Title Gilusis skatinamasis mokymasis kompiuterinių žaidimų agentų valdymui
Translation of Title Deep reinforcement learning for computer games agents’ control.
Authors Šlikas, Žygimantas
Full Text Download
Pages 62
Keywords [eng] reinforcement learning ; neural networks ; vae ; computer games
Abstract [eng] To apply artificial intelligence to a wider range of problems, it must be able to: explore its environment independently, learn the most optimal actions in specific situations, and be capable of planning several steps ahead. To solve such tasks, reinforcement learning algorithms are used and recently, neural networks–based ones. High demand for training data is one of the main issues. In this study, we conducted experiments with modifications of the popular PPO algorithm and aimed either to reduce the amount of data required or to achieve better results with the same amount of data. The experiments were carried out in three environments with different characteristics — computer games: “Ms. Pacman”, “VizDoom Health Gathering”, and “VizDoom Defend the Center”. We proposed two separate modifications: a distributed policy function and VAE-based image compression. The distributed policy function is based on ideas from ensemble machine learning methods such as random forests. During training, the branches of the distributed policy function acquire different random weights, allowing the agent to learn a more diverse overall strategy. In one of the games, the best variation achieved an average of 1,518 points per episode, while the unmodified algorithm scored 1,377, indicating ~10% improvement. All algorithm variations had training instabilities and converged to either better or worse results, but the modified algorithm showed a much higher variance in results. In the best trial, our modified algorithm scored 2,046 points, while the unmodified one scored 1,666, which corresponds to ~23% better performance. In the other modification, we explored how a VAE could be used as a potentially faster neural network training method when applied to image compression. This was intended to help us use the data more efficiently by enabling repeated training on it. However, after various integration experiments, it turned out that training the VAE and PPO simultaneously was quite unstable and did not yield better results than the original algorithm.
Dissertation Institution Kauno technologijos universitetas.
Type Master thesis
Language Lithuanian
Publication date 2025

■ **LISTING**
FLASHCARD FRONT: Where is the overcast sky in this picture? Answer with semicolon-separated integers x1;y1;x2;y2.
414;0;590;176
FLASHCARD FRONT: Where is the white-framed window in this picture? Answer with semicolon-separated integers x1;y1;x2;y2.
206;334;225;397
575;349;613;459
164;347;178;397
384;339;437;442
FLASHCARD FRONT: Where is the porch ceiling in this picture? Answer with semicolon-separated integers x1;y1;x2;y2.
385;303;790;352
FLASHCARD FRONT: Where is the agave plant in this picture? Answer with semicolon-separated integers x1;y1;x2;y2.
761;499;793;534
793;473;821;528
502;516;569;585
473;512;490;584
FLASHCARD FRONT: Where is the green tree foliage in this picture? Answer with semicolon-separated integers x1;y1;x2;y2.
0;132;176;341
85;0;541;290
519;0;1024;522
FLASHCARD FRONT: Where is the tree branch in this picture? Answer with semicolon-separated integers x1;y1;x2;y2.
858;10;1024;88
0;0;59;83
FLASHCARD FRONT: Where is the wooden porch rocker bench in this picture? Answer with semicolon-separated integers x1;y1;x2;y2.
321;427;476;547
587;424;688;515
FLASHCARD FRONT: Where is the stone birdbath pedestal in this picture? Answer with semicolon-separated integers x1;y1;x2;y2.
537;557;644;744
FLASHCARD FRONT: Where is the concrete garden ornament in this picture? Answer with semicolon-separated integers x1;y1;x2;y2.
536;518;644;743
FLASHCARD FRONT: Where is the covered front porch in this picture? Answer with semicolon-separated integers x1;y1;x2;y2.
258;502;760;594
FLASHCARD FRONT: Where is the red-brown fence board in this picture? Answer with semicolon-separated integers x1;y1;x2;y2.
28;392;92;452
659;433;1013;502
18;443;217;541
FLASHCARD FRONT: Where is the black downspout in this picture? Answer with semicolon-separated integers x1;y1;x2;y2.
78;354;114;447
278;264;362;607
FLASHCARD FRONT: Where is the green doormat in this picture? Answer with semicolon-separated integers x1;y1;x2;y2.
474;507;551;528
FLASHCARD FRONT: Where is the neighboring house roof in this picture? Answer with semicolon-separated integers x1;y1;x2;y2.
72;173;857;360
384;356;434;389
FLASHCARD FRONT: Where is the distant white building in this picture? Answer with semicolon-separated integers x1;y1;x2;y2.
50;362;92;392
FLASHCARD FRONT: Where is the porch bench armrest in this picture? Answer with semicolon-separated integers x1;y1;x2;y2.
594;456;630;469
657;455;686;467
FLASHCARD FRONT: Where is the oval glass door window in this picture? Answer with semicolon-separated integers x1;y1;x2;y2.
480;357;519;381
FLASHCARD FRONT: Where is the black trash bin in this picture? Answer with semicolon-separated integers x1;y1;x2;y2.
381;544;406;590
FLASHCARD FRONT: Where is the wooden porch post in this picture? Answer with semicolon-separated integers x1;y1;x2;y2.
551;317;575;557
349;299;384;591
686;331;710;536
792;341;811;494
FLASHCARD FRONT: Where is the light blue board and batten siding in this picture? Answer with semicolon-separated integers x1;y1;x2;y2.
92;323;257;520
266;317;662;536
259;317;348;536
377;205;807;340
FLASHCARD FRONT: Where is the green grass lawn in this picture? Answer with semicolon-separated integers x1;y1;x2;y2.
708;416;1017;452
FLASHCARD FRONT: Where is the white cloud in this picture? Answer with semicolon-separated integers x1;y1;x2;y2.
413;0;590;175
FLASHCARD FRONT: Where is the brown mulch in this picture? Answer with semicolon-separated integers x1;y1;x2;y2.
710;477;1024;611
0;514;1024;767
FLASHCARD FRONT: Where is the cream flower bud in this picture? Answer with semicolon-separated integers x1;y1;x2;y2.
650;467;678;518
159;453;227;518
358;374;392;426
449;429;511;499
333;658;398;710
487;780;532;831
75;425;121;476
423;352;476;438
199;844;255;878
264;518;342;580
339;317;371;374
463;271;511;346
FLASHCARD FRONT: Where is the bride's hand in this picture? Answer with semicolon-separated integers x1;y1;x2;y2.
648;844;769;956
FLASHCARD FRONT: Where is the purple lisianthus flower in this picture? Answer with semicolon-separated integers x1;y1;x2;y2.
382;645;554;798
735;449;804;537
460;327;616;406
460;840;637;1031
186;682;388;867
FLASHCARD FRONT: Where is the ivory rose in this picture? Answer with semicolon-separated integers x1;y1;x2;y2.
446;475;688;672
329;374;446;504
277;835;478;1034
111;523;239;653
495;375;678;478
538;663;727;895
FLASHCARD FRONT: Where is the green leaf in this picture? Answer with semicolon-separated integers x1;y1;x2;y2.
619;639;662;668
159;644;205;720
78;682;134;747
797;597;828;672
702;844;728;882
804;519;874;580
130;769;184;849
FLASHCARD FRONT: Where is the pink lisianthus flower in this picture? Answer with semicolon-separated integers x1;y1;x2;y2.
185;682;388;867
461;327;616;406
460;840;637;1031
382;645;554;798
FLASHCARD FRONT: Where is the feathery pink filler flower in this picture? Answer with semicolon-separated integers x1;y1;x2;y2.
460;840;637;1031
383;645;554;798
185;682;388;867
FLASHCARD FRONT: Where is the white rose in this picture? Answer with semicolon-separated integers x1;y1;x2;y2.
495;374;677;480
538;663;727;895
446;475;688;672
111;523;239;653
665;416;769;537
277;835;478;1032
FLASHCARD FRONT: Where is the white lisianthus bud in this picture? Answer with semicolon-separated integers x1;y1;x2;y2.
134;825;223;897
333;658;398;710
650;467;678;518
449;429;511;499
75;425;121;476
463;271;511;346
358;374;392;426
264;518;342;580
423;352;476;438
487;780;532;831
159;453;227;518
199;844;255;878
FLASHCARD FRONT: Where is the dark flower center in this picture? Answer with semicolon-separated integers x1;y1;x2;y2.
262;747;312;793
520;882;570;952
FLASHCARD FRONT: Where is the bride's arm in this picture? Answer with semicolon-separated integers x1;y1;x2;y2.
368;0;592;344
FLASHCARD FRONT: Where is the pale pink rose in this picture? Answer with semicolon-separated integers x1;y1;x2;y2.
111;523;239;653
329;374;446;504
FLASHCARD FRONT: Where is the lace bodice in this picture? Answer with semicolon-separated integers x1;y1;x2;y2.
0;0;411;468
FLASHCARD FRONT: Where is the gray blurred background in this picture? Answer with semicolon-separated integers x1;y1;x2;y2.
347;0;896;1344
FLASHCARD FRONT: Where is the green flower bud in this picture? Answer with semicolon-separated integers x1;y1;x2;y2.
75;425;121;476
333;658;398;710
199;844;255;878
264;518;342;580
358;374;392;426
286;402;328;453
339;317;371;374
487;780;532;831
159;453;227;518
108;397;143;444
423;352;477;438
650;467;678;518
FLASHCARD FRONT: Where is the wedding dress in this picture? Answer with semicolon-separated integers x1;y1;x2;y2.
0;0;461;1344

■ **TASK SET**
a – From the reinforcement learning thesis record, reproduce verbatim the stretch from "Title Gilusis skatinamasis" through "games agents’ control.".
b – Condense the paragraph of the reinforcement learning thesis record beginning "To apply artificial intelligence to a wider range of problems" into a bulleted list that keeps its main facts.

■ **THE REPLIES**
a –
Title Gilusis skatinamasis mokymasis kompiuterinių žaidimų agentų valdymui
Translation of Title Deep reinforcement learning for computer games agents’ control.

b –
- To be applied more widely, AI must explore its environment on its own, learn the best actions in specific situations, and plan several steps ahead. Reinforcement learning algorithms, recently neural network–based ones, address such tasks.
- A main issue is the high demand for training data.
- The study tested modifications of the PPO algorithm to reduce the data needed or get better results from the same data.
- Experiments ran in three computer games: "Ms. Pacman", "VizDoom Health Gathering", and "VizDoom Defend the Center".
- Two modifications were proposed: a distributed policy function and VAE-based image compression.
- The distributed policy function draws on ensemble methods such as random forests. Its branches get different random weights during training, so the agent learns a more diverse strategy.
- In one game, the best variation averaged 1,518 points per episode versus 1,377 for the unmodified algorithm (~10% better).
- All variations had training instabilities, but the modified algorithm's results varied much more.
- In the best trial, the modified algorithm scored 2,046 points versus 1,666 (~23% better).
- The VAE was tried as a possibly faster training method through image compression, so the data could be reused for repeated training.
- Training the VAE and PPO together proved unstable and did not beat the original algorithm.